- EXERCISE DESCRIPTION: Give every line of the material again, exactly as written.

- INFORMATION GIVEN:

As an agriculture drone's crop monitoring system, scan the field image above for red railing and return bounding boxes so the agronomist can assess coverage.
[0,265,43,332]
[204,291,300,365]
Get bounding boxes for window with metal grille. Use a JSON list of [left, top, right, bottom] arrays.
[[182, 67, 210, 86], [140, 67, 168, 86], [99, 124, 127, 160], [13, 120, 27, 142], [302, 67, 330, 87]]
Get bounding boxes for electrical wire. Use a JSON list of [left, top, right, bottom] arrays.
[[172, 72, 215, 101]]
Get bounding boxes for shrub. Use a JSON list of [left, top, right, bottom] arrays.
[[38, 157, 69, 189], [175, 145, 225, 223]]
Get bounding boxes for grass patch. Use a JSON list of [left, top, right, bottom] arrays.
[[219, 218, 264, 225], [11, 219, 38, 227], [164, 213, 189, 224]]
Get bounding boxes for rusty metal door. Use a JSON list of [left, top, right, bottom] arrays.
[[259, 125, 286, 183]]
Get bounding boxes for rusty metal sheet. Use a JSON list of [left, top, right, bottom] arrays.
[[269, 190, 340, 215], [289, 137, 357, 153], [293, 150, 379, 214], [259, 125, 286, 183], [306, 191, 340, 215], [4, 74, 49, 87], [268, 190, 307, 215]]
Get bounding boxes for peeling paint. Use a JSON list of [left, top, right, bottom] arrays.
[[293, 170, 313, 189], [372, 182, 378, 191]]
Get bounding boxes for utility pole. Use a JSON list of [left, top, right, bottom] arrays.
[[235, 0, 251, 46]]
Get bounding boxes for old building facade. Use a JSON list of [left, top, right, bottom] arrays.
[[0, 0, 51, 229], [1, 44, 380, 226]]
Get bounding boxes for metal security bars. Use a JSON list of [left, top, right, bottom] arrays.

- SOLVED EXERCISE:
As an agriculture drone's crop monitoring system, scan the field image above for red railing and return bounding boxes so the agronomist can assess coverage.
[0,265,43,332]
[204,291,300,365]
Get bounding boxes for window with metal grille. Use a JSON list of [left, top, right, bottom] arrays.
[[182, 67, 210, 86], [140, 67, 168, 86], [99, 124, 127, 160], [13, 120, 27, 142], [302, 67, 330, 87]]
Get bounding boxes for electrical wire. Use a JSON list of [left, top, right, bottom] arrays.
[[172, 72, 215, 101]]
Get bounding boxes for shrub. Use a JSON list of [left, top, right, bottom] arrays.
[[38, 157, 69, 189], [175, 145, 225, 223]]
Get bounding boxes for grass patch. Use a JSON list of [left, top, right, bottom] arrays.
[[219, 218, 264, 225], [11, 219, 38, 227], [164, 213, 189, 224]]
Get bounding boxes for rusty metal door. Use a JSON list of [left, top, right, bottom] arrays.
[[259, 125, 286, 183]]
Get bounding boxes for rusty metal sheet. Use a JSON list of [left, top, right, bottom] arrays.
[[269, 190, 340, 215], [289, 137, 357, 153], [293, 150, 379, 214], [259, 125, 286, 183], [306, 191, 340, 215], [4, 74, 49, 87], [268, 190, 307, 215]]
Get bounding boxes for peeling paint. Use a JSON list of [left, top, right, bottom] arrays.
[[293, 170, 313, 189], [372, 182, 378, 191]]
Get bounding boxes for utility pole. Use a JSON list of [left, top, right, bottom] arrays.
[[235, 0, 251, 46]]
Get bounding boxes for old building facade. Use a JSON list of [left, top, right, bottom] arrays.
[[0, 0, 51, 229], [1, 44, 380, 226]]
Get bounding boxes for metal security bars. Use a JSON list of [left, top, right, bottom] arrays.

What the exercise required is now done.